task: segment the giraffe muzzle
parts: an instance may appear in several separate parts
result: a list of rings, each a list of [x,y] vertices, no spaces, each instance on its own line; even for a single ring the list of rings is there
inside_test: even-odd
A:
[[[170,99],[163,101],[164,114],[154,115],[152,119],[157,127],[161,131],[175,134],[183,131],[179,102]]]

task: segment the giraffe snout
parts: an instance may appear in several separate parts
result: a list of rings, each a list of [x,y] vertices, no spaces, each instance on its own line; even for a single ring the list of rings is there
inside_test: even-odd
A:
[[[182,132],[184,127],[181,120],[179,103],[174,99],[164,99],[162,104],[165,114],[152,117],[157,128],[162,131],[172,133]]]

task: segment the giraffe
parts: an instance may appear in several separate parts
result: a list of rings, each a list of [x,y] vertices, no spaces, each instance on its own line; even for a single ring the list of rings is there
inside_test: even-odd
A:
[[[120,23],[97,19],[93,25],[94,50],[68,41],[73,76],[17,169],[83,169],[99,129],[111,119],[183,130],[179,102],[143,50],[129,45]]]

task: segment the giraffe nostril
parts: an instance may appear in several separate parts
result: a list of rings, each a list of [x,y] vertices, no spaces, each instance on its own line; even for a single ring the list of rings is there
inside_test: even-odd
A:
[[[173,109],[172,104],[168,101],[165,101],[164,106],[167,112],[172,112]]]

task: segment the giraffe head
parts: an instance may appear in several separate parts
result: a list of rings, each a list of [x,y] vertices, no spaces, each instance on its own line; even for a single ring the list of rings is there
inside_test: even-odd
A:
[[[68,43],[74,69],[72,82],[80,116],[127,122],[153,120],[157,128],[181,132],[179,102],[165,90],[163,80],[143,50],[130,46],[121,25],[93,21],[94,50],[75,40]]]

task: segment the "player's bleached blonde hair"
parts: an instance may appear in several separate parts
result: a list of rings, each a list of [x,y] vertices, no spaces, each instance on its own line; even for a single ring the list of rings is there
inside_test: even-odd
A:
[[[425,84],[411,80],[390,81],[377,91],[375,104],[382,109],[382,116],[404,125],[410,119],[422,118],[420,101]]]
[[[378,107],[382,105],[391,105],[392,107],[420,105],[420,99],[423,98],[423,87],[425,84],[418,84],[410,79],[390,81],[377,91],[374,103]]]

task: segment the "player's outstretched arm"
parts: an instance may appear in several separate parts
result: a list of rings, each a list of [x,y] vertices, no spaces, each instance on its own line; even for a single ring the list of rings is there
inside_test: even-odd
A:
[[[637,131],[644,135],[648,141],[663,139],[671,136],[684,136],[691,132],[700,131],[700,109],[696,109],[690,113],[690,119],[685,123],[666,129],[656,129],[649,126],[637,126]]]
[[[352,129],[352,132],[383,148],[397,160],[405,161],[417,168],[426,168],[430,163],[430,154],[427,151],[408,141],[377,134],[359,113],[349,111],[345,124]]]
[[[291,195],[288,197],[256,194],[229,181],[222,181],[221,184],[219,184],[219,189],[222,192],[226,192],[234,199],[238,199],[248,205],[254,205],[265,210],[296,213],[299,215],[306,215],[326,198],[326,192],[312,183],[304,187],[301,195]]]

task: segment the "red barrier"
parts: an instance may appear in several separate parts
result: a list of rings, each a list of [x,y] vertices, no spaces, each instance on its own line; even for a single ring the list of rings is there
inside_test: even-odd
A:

---

**REQUEST:**
Copy out each line above, character for character.

**OUTPUT OF THE TASK:**
task: segment the giraffe muzzle
parts: an instance may appear in several separate parts
result: a list of rings, each a list of [x,y] vertices, no spaces, each instance on its own line; even for a single ring the list of rings is there
inside_test: even-odd
A:
[[[170,99],[163,101],[164,114],[154,115],[152,119],[157,127],[161,131],[175,134],[183,131],[179,102]]]

task: segment the giraffe snout
parts: an instance may appear in several separate parts
result: a list of rings, each a list of [x,y] vertices, no spaces, each instance on its own line; even for a single ring the list of rings is there
inside_test: even-odd
A:
[[[182,132],[184,127],[181,120],[179,103],[174,99],[164,99],[162,104],[165,114],[152,117],[157,128],[162,131],[172,133]]]

task: segment the giraffe
parts: an instance may appear in several separate parts
result: a list of rings, each a list of [x,y] vertices, no spaces, each instance on its own line; even for a single ring the list of rings is there
inside_test: even-odd
A:
[[[120,23],[97,19],[93,25],[94,50],[68,41],[73,76],[17,169],[83,169],[99,129],[111,119],[183,130],[179,102],[143,50],[129,45]]]

task: segment the giraffe nostril
parts: an instance may appear in several separate parts
result: a list of rings, each a list of [x,y] vertices, no spaces, each instance on its own line; even for a single ring the list of rings is there
inside_test: even-odd
A:
[[[173,109],[172,104],[168,101],[165,101],[164,106],[167,112],[172,112]]]

task: segment the giraffe head
parts: an instance may appear in several separate parts
result: a list of rings, each a list of [x,y] vertices, no spaces, each instance on its own line; even for a single ring the list of rings is there
inside_test: even-odd
A:
[[[68,43],[74,69],[72,82],[80,116],[127,122],[153,120],[157,128],[181,132],[179,102],[165,90],[163,80],[143,50],[130,46],[121,25],[93,21],[94,50],[75,40]]]

task: segment the "player's bleached blonde hair"
parts: an instance may appear in several separate parts
result: a list of rings, each a list of [x,y] vertices, no spaces, each instance on its own line; even for a single ring the list of rings is there
inside_test: even-odd
A:
[[[425,84],[411,80],[390,81],[377,91],[375,104],[382,109],[382,116],[404,125],[410,119],[422,118],[420,101]]]
[[[378,107],[382,105],[391,105],[392,107],[420,105],[420,99],[423,98],[423,87],[425,84],[418,84],[410,79],[390,81],[377,91],[374,103]]]

task: segment the "player's outstretched arm"
parts: an instance may appear in several separate parts
result: a list of rings, each a list of [x,y] vertices, no spaces, each instance on its own line; even for a single ring the list of rings is there
inside_test: even-odd
A:
[[[637,131],[644,135],[648,141],[663,139],[671,136],[684,136],[691,132],[700,131],[700,109],[696,109],[690,113],[690,119],[685,123],[666,129],[656,129],[649,126],[637,126]]]
[[[352,129],[352,132],[383,148],[397,160],[405,161],[417,168],[426,168],[430,163],[430,154],[427,151],[408,141],[377,134],[359,113],[349,111],[345,124]]]
[[[291,195],[288,197],[256,194],[229,181],[222,181],[221,184],[219,184],[219,189],[222,192],[226,192],[234,199],[238,199],[248,205],[254,205],[265,210],[296,213],[299,215],[306,215],[326,198],[326,192],[312,183],[304,187],[301,195]]]

task: segment the "red barrier"
parts: an instance may appear in several separate parts
result: a list of rings, each a list of [x,y] vertices, no spaces, each instance on its own line; even for a single ring the list of rings is there
inside_test: even-odd
A:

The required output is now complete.